### INSTRUCCIONES DE TRABAJO
a) Según el texto de lectura, ¿hasta cuándo no se cobrarán los 300 euros del reportaje?
b) Reproduzca del texto de lectura el fragmento comprendido entre "Seguramente una oración." y "de mi bienestar.", ambos inclusive.
c) Prosiga la prosa sobre la precariedad y las noches sin sueño a partir de su última oración.

### TEXTO DE LECTURA
════

Seguramente una oración. Siempre es una oración que brota de la fuente en miniatura de la radio, cuya lucecita roja resume de qué se trata: el semáforo inútil, parpadeando en ámbar, tan jodidamente inútil para la calle vacía, mareada en el columpio del vendaval, este carrusel vacío.
No queda trigo, no hay pastel para la fiesta, no hay pozo de los deseos. Acaban de retrasar dos meses el reportaje que preparo desde hace dos meses. Significado: no cobraré los 300 euros hasta finales de septiembre. 300 euros, a ese precio se reduce la frontera de mi bienestar.
El retrovisor también es una manera de vivir. Cuando despierto, con sabor a lobo en las encías y la gran noche entre ojo y ojo, en el punto exacto en que duele, reparo en el color del día y trato de respirar. Ánimo, me digo. Otra mañana, otra tarde, digo.
A veces me cuentan sueños que no entiendo. Hace años que no sueño. No abro la boca para evitar que las palabras escapen como serpentinas.

════

### DATOS DE ENTRADA

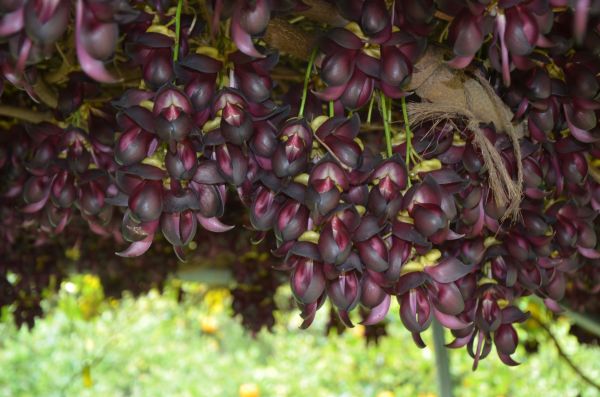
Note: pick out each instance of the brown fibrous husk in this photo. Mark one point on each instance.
(449, 95)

════

### RESPUESTAS POR TAREA
a) Hasta finales de septiembre.

b)
Seguramente una oración. Siempre es una oración que brota de la fuente en miniatura de la radio, cuya lucecita roja resume de qué se trata: el semáforo inútil, parpadeando en ámbar, tan jodidamente inútil para la calle vacía, mareada en el columpio del vendaval, este carrusel vacío.
No queda trigo, no hay pastel para la fiesta, no hay pozo de los deseos. Acaban de retrasar dos meses el reportaje que preparo desde hace dos meses. Significado: no cobraré los 300 euros hasta finales de septiembre. 300 euros, a ese precio se reduce la frontera de mi bienestar.

c)
Tiendo a exagerar los síntomas, ni vivo ni avanzo, no aprendo, soy una Caterpillar, repitiendo una y otra vez la misma dentellada de tierra.
Y entonces la mirada tiembla como la superfice de una charca. No se trata de los ojos. No me pasa nada en los ojos. Tiene que ver con el modo en que la información va hacia dentro, circulando como un disparo por el nervio y llegando, bang. En ese instante, pura física, óptica, fisiología, una cualquiera de esas ciencias capaces de representar el mundo en un papel: bang.
El drogodependiente actual tiene entre 16 y 25 años, estudia y vive con sus padres. Consiente que me ría.